===== EXERCISE INPUT =====

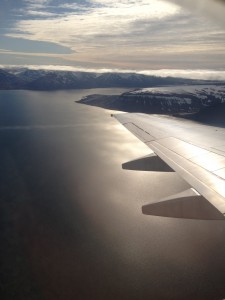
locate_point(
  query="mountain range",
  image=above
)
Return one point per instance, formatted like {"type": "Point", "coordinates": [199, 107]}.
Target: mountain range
{"type": "Point", "coordinates": [24, 78]}
{"type": "Point", "coordinates": [182, 100]}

=====

■ **WHAT TO PRODUCE**: Please print, unchanged, the lines from the one holding "Return one point" through the last line of the listing above, including both and omitting the rest.

■ **REPLY**:
Return one point per instance, formatted like {"type": "Point", "coordinates": [199, 107]}.
Target: mountain range
{"type": "Point", "coordinates": [24, 78]}
{"type": "Point", "coordinates": [182, 100]}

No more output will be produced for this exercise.